begin
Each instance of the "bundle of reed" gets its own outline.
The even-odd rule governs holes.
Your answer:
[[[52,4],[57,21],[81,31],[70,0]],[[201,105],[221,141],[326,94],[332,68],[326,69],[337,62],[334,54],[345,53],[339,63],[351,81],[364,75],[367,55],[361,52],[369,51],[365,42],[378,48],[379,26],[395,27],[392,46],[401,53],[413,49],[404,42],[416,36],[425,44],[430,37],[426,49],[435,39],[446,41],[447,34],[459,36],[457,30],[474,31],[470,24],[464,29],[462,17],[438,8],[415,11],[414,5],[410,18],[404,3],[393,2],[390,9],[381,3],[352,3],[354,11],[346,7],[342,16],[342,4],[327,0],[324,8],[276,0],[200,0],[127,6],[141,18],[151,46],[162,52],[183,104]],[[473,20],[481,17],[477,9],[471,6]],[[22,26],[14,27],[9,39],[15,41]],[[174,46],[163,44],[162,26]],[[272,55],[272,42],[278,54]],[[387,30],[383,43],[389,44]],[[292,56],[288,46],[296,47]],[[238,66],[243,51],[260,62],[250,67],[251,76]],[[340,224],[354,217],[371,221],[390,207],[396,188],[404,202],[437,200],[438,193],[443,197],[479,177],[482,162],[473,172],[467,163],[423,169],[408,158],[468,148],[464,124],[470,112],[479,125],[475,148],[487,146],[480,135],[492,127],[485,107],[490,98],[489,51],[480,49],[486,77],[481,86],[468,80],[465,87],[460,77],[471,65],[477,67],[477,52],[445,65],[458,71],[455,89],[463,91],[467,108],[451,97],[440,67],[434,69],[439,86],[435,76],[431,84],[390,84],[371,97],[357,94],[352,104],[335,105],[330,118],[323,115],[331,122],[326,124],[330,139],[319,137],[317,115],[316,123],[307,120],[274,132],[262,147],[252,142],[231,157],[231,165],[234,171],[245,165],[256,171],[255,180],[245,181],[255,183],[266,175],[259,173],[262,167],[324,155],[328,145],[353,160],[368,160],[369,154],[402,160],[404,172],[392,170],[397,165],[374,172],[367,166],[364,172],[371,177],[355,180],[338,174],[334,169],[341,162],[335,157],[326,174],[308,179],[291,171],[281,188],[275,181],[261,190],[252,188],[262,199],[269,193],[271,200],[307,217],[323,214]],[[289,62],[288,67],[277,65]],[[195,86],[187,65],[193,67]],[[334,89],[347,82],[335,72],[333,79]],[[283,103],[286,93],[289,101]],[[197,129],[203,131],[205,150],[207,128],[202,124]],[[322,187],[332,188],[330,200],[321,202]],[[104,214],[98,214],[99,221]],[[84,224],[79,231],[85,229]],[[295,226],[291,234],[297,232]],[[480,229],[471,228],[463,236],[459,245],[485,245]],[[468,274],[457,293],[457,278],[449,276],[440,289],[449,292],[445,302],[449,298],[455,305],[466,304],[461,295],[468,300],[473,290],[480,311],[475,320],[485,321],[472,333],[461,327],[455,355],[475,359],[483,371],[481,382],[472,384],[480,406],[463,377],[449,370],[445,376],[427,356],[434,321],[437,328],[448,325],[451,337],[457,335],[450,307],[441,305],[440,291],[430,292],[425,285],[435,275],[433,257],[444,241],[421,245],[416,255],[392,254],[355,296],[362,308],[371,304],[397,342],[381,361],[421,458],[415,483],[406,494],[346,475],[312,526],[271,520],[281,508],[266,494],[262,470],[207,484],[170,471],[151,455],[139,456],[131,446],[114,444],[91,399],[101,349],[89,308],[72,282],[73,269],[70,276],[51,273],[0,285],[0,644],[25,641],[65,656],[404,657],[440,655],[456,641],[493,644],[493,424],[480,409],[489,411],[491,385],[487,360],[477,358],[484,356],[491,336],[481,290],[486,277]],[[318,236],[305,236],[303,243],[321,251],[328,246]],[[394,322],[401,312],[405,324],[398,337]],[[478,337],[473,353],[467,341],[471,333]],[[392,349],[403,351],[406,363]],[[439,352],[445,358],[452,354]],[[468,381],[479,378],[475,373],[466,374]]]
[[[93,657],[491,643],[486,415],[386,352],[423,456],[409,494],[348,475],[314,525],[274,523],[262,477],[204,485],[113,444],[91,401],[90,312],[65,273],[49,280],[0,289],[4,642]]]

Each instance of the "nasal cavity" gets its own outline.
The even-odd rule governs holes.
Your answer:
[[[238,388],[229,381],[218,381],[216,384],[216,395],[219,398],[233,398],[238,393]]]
end
What the task asks | Quote each line of the listing above exactly.

Solution to the problem |
Each instance of the "bundle of reed" gets its own outline.
The even-odd rule governs holes.
Your answer:
[[[52,4],[57,21],[81,31],[70,0]],[[201,105],[221,141],[326,94],[332,68],[326,69],[337,62],[334,54],[345,53],[339,63],[351,81],[364,75],[367,55],[361,52],[369,51],[365,42],[378,48],[379,26],[395,27],[392,46],[401,53],[413,49],[404,42],[416,36],[425,44],[430,37],[426,49],[435,39],[446,41],[447,34],[459,36],[457,30],[474,31],[470,24],[464,29],[462,17],[438,8],[415,11],[414,5],[410,18],[404,3],[393,2],[390,9],[381,3],[352,3],[354,11],[346,7],[342,16],[342,4],[327,0],[324,8],[276,0],[200,0],[127,6],[141,18],[151,46],[162,52],[183,104]],[[473,20],[481,17],[477,9],[471,6]],[[22,26],[14,27],[9,39],[15,41]],[[174,46],[163,44],[162,26]],[[272,55],[272,42],[278,54]],[[387,30],[383,43],[389,44]],[[292,56],[288,46],[296,47]],[[238,66],[243,51],[260,62],[250,67],[251,76]],[[340,224],[354,217],[371,221],[390,207],[396,188],[404,202],[437,200],[438,193],[443,197],[479,177],[482,162],[473,172],[467,163],[423,169],[408,158],[468,148],[464,124],[470,112],[479,125],[475,148],[487,146],[480,135],[492,127],[485,107],[490,98],[489,51],[480,49],[486,77],[481,86],[468,80],[465,87],[460,77],[471,65],[477,67],[477,52],[445,65],[458,71],[455,89],[463,91],[467,108],[451,97],[440,67],[434,69],[439,86],[435,76],[431,84],[390,84],[371,97],[357,94],[352,104],[335,105],[330,118],[323,115],[331,122],[326,124],[330,139],[319,137],[317,115],[316,123],[307,120],[274,132],[262,147],[252,142],[231,157],[231,165],[234,171],[245,165],[256,171],[255,180],[245,181],[255,183],[266,175],[259,173],[262,167],[324,155],[328,145],[353,160],[368,160],[369,154],[402,160],[404,172],[392,170],[397,165],[374,172],[367,166],[364,172],[371,177],[355,180],[338,174],[334,169],[341,162],[335,157],[326,174],[308,179],[291,171],[281,188],[275,181],[261,190],[252,188],[262,199],[269,193],[271,200],[307,217],[323,214]],[[289,62],[288,67],[277,65]],[[195,86],[187,65],[193,67]],[[334,89],[347,82],[335,72],[333,79]],[[283,103],[286,93],[289,101]],[[197,129],[203,131],[205,150],[207,128],[202,124]],[[322,187],[332,188],[330,200],[321,202]],[[104,214],[98,214],[99,221]],[[84,224],[79,231],[85,229]],[[295,226],[291,234],[297,232]],[[480,229],[471,228],[463,236],[459,245],[485,245]],[[468,274],[457,293],[457,278],[449,276],[440,289],[449,292],[445,302],[449,298],[455,305],[466,304],[461,295],[468,300],[473,290],[480,311],[475,320],[485,321],[472,333],[461,327],[455,355],[475,359],[483,371],[481,382],[472,384],[480,406],[463,377],[449,370],[445,376],[427,356],[434,321],[437,328],[448,325],[451,337],[457,335],[450,307],[441,305],[440,291],[430,292],[425,285],[435,275],[433,257],[444,241],[421,245],[416,255],[392,254],[355,296],[362,308],[371,304],[397,342],[381,361],[421,458],[415,483],[406,494],[346,475],[312,526],[271,520],[281,508],[266,494],[262,470],[207,484],[170,471],[151,455],[139,456],[131,446],[114,444],[91,399],[101,349],[89,308],[72,282],[73,269],[70,276],[51,273],[0,285],[0,644],[25,641],[65,656],[404,657],[440,655],[456,641],[493,644],[493,424],[480,409],[489,411],[491,385],[487,360],[477,358],[484,356],[491,336],[481,290],[486,277]],[[318,236],[305,236],[303,243],[321,251],[328,246]],[[394,322],[401,312],[405,324],[398,337]],[[478,337],[473,353],[467,341],[471,333]],[[392,349],[403,351],[406,363]],[[439,352],[445,358],[452,354]],[[468,381],[479,378],[475,373],[466,374]]]
[[[93,657],[491,643],[486,415],[386,352],[423,456],[409,494],[348,475],[314,525],[274,523],[262,477],[204,485],[113,444],[91,401],[90,312],[65,273],[49,280],[0,289],[4,642]]]

Each instance of the "nasal cavity" gets its own outline.
The even-odd rule governs holes.
Your answer:
[[[238,388],[229,381],[218,381],[216,384],[216,395],[219,398],[233,398],[238,393]]]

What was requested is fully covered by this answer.